**Extract**.
============

The average work week for a general dentist in a private practice is 35-40 hours, 4-5 days per week. Some dental offices are open late and on weekends to accommodate working patients. Younger dentists often work longer hours as a means of becoming established.
According to the United States Bureau of Labor Statistics, the median pay for a general dentist, in May of 2012, was $149,310 per year. The American Dental Association (ADA) lists the median pay rate as $186,000, annually. Dentists who choose other specialties may earn an annual salary up to $315,000, according to the ADA.
Average Dentist Salary
Executive dentists (Top 10%) earn greater than $208,000 (greater than $100.00 an hour)
Mid Level dentists (Median) pay is $153,900 ($73.99 an hour)
Junior of dentists (Bottom 25%) earn $106,180 ($51.05 an hour)
Entry Level of dentists (Bottom 10%) earn $67,690 ($32.54 an hour)
Dentist Salary By State
District of Columbia
Dentist Career Outlook
The career outlook for a dentist is good. Between 2012 and 2022, the field of dentistry should grow about 16%, which is faster than the typical occupation.
A doctoral degree and license are required to become a dentist.
Step 1: Complete a bachelor’s degree program. It is recommended to have a bachelor’s degree before enrolling in a dental school, as this is typically a requirement. It may be possible to enroll in a dental program and complete a bachelor’s degree at the dental school about 2-3 years after starting courses. No requirements exist for a pre-dental undergraduate degree, but it is recommended to take courses in biology, physics, chemistry, and other relevant subjects.
During this time, it is a good idea to get involved with a dental mentoring program (the American Student Dental Association (ASDA) provides such programs) or participate in a dental school preparatory program.
Step 2: Pass the Dental Admission Test (DAT). Before being admitted to dental school, a student must take the DAT, which assesses relevant knowledge and academic aptitude. This score, combined with an undergraduate GPA, recommendations, and interviews, is a part of the dental school admissions process.

============

**Dataset**.
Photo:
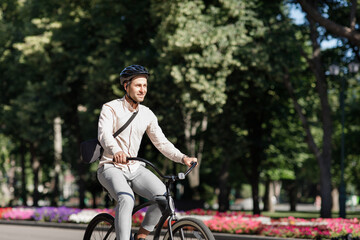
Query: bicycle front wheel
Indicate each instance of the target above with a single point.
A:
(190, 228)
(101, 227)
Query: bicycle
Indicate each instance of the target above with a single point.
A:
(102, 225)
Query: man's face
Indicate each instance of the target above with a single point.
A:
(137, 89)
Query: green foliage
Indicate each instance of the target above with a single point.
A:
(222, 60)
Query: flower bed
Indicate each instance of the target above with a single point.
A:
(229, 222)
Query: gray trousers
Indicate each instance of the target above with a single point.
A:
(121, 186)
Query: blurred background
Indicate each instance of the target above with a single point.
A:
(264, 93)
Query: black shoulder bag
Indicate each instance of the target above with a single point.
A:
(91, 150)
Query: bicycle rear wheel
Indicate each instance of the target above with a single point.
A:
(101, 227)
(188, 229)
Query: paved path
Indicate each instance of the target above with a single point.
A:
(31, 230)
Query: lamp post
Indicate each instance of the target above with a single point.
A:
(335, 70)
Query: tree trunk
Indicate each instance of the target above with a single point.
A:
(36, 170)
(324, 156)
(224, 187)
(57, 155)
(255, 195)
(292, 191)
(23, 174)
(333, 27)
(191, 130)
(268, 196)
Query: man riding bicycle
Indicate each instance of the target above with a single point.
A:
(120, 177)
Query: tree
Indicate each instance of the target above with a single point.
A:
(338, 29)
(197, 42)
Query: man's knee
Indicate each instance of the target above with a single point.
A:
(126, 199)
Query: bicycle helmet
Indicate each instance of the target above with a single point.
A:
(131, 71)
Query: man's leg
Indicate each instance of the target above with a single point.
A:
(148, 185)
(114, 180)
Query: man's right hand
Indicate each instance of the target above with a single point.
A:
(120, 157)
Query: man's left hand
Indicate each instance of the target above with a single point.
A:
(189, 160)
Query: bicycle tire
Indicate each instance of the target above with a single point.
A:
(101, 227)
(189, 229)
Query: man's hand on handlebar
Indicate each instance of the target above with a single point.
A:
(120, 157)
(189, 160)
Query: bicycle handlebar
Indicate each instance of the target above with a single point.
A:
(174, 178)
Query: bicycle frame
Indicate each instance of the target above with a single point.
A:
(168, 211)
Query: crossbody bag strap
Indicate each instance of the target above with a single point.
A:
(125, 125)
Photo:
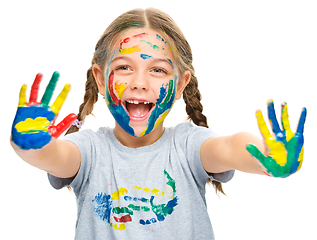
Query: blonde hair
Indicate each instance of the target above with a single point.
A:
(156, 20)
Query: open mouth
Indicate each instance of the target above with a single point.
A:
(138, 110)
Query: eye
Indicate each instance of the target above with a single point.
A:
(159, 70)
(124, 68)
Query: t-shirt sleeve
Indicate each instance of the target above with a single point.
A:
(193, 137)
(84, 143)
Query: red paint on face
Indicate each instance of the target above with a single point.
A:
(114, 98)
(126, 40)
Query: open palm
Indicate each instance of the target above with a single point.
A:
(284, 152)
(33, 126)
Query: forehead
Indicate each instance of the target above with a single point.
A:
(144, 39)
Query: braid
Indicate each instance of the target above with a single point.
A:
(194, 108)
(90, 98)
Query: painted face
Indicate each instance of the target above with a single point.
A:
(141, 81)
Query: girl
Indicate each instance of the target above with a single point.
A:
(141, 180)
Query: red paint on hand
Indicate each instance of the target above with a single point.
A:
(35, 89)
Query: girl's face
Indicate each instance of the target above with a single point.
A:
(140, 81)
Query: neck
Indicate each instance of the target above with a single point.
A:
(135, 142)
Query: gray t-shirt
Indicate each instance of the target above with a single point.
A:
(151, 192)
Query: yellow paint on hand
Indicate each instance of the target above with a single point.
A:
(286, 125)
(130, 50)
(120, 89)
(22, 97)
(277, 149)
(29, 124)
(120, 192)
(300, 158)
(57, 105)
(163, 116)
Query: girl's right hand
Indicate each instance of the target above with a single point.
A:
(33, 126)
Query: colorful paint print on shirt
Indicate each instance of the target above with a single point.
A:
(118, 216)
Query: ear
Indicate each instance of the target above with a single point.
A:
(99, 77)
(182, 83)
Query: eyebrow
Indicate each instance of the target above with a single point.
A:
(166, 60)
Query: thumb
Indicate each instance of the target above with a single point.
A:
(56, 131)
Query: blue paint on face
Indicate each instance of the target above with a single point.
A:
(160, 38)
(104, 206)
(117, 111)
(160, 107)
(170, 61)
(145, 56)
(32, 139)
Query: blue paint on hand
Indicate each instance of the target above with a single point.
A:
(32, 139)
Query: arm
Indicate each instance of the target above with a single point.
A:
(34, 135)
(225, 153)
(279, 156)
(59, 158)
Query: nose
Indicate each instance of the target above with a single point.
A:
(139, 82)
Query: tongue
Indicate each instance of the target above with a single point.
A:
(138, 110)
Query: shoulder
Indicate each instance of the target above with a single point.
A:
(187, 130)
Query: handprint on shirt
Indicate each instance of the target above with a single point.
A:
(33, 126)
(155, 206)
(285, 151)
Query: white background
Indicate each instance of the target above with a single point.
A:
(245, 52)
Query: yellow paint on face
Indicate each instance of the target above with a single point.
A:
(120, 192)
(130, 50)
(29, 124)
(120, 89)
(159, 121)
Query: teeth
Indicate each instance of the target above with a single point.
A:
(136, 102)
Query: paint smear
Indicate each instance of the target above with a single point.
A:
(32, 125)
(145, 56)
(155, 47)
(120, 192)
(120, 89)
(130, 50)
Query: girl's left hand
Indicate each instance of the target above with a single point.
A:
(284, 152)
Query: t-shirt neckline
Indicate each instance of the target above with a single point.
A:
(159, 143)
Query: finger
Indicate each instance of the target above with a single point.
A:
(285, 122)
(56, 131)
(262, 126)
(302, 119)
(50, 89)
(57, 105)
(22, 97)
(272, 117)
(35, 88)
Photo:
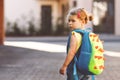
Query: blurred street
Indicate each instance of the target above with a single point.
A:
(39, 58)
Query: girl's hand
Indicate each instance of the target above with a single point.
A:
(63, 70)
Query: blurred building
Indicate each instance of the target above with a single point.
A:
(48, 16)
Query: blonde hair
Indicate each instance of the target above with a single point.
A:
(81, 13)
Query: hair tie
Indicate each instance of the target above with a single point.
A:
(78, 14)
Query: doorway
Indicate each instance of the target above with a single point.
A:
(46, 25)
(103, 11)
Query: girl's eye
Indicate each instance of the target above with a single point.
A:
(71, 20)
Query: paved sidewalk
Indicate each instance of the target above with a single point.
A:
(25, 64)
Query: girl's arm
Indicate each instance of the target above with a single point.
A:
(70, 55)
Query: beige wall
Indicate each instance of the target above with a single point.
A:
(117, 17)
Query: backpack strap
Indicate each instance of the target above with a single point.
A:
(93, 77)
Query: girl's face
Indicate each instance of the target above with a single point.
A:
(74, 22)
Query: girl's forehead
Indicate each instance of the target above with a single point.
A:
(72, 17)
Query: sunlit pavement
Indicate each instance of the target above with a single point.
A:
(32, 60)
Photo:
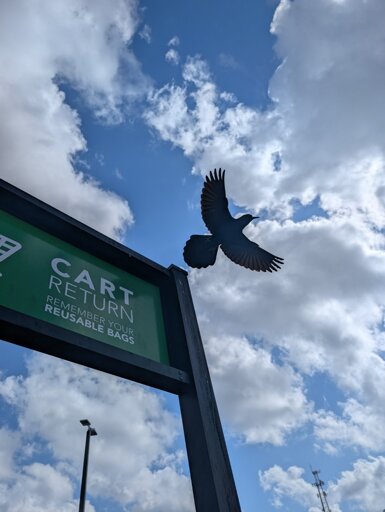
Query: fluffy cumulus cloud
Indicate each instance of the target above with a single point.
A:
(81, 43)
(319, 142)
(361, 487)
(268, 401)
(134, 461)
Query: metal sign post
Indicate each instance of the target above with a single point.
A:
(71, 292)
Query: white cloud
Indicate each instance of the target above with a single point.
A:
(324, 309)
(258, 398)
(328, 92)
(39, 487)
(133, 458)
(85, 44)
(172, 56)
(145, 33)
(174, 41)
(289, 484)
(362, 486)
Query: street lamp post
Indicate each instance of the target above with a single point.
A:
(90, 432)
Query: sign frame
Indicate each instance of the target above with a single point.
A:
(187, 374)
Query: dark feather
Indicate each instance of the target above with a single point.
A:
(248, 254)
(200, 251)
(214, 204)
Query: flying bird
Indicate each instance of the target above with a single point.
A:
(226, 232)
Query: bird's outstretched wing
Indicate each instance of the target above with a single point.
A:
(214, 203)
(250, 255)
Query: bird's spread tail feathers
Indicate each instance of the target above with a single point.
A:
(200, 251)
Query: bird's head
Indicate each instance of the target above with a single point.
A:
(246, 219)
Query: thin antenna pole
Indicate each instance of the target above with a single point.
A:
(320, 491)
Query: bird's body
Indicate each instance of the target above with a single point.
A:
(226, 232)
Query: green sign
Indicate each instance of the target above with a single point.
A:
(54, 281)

============

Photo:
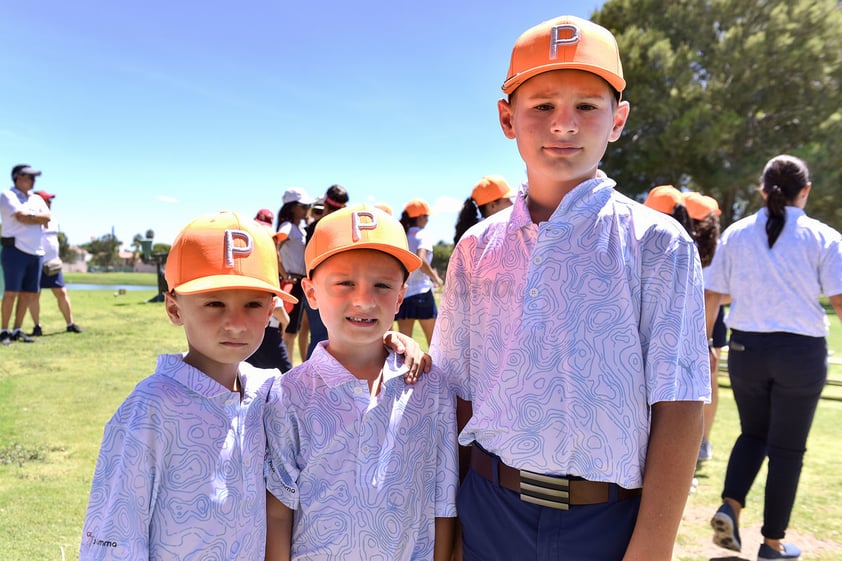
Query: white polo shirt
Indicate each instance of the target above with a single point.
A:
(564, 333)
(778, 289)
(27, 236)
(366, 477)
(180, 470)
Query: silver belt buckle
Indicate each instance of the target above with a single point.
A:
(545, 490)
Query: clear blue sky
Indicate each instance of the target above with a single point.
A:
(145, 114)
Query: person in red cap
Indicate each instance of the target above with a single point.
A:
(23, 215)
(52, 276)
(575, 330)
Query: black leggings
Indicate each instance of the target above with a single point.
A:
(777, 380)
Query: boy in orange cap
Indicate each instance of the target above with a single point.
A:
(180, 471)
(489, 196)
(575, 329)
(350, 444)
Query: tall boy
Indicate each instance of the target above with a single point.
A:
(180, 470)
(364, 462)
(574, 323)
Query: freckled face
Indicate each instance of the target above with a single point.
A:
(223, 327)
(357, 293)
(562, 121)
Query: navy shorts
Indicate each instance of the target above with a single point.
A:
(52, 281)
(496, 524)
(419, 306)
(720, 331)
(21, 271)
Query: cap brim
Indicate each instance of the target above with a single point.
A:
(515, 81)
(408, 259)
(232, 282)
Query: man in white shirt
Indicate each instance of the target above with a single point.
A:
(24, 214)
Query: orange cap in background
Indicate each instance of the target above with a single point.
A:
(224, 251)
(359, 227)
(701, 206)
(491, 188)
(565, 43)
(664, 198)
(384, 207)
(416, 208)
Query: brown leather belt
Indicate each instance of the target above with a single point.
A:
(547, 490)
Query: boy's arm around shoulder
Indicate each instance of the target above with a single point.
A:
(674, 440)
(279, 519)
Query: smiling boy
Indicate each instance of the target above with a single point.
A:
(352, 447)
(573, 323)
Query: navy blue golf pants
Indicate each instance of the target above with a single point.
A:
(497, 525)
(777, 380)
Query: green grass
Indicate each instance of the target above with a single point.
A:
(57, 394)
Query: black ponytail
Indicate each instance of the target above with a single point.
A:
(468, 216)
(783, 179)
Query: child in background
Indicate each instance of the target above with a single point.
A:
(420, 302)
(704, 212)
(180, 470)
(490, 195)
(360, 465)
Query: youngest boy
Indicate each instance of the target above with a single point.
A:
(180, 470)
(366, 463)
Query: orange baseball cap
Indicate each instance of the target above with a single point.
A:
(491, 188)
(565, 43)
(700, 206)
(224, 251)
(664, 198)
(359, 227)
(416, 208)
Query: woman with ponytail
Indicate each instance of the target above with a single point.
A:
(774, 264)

============

**Your instructions**.
By about what percentage does the dentistry text say the field should grow between 2012 and 2022? The rows come from a separate source unrelated to the dentistry text.

**Solution for this task**.
About 16%.